▶ _Your instructions_:
Will you extract the entries word for word? Images should not appear in the copy.

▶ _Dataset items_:
--- Begin ---

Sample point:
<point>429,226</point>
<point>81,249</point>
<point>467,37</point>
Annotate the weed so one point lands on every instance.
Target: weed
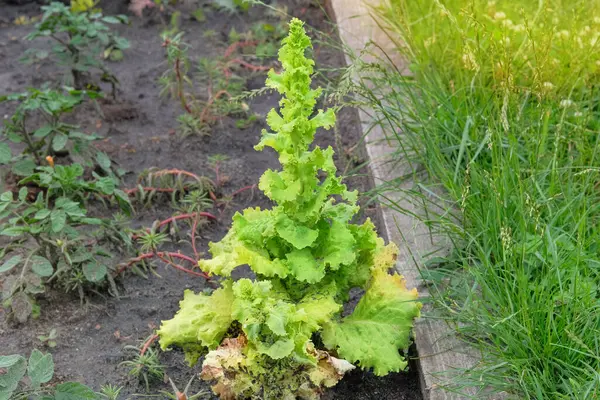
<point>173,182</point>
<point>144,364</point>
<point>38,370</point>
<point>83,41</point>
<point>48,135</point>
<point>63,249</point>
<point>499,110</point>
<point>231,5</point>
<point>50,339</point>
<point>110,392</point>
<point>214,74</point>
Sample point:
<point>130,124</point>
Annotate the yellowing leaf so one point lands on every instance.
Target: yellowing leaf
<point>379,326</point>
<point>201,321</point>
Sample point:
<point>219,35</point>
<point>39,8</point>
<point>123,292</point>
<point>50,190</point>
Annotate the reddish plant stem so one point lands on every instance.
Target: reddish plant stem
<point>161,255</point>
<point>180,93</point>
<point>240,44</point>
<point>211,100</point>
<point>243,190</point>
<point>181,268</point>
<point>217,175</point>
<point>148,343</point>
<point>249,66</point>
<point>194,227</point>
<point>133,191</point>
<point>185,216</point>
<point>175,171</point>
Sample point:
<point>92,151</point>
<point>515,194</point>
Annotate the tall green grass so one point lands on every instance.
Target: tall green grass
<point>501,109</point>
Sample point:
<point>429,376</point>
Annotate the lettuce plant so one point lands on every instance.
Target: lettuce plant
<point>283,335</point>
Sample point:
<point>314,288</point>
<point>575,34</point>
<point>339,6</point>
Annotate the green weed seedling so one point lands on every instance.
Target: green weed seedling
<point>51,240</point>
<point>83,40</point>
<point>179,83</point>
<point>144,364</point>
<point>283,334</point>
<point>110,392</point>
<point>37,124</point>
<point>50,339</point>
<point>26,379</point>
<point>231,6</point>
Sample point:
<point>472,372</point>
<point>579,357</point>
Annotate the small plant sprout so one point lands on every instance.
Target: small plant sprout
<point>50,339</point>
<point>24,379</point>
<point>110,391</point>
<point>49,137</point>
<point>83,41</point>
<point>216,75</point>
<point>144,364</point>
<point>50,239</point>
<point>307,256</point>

--- End ---

▶ _Exercise response_:
Sample point:
<point>429,226</point>
<point>81,249</point>
<point>467,37</point>
Annotate the weed so one point lands on every instance.
Target: weed
<point>173,182</point>
<point>144,364</point>
<point>38,370</point>
<point>83,41</point>
<point>48,135</point>
<point>63,249</point>
<point>499,110</point>
<point>231,5</point>
<point>50,339</point>
<point>110,392</point>
<point>214,74</point>
Sample point:
<point>130,124</point>
Annotate the yellowing leaf so one point lands on every instance.
Target: yellowing leaf
<point>379,326</point>
<point>201,321</point>
Sample point:
<point>219,35</point>
<point>39,8</point>
<point>123,292</point>
<point>50,190</point>
Annotate the reddish plant stem so one point lands on every instance.
Target: reddish plant stem
<point>161,255</point>
<point>180,93</point>
<point>240,44</point>
<point>211,100</point>
<point>243,190</point>
<point>181,268</point>
<point>217,175</point>
<point>148,343</point>
<point>249,66</point>
<point>194,227</point>
<point>133,191</point>
<point>185,216</point>
<point>175,171</point>
Sample point:
<point>92,151</point>
<point>515,194</point>
Annotate the tall green grass so one point lands on every instance.
Target: tall green grass
<point>501,109</point>
Sample point:
<point>429,376</point>
Annotate the lettuce plant so one point lands on every instance.
Target: lettuce plant
<point>283,335</point>
Sample point:
<point>314,288</point>
<point>575,34</point>
<point>339,6</point>
Annotate the green weed seedling so one point lands on every instance.
Target: green weed seedling
<point>51,240</point>
<point>83,40</point>
<point>179,83</point>
<point>144,364</point>
<point>283,334</point>
<point>110,392</point>
<point>37,124</point>
<point>50,339</point>
<point>26,379</point>
<point>231,6</point>
Sample point:
<point>472,372</point>
<point>579,357</point>
Annotate the small plant sprout so one point lands on every instance.
Target: small plant sprout
<point>50,339</point>
<point>24,379</point>
<point>110,391</point>
<point>49,137</point>
<point>83,41</point>
<point>216,75</point>
<point>144,364</point>
<point>50,239</point>
<point>307,256</point>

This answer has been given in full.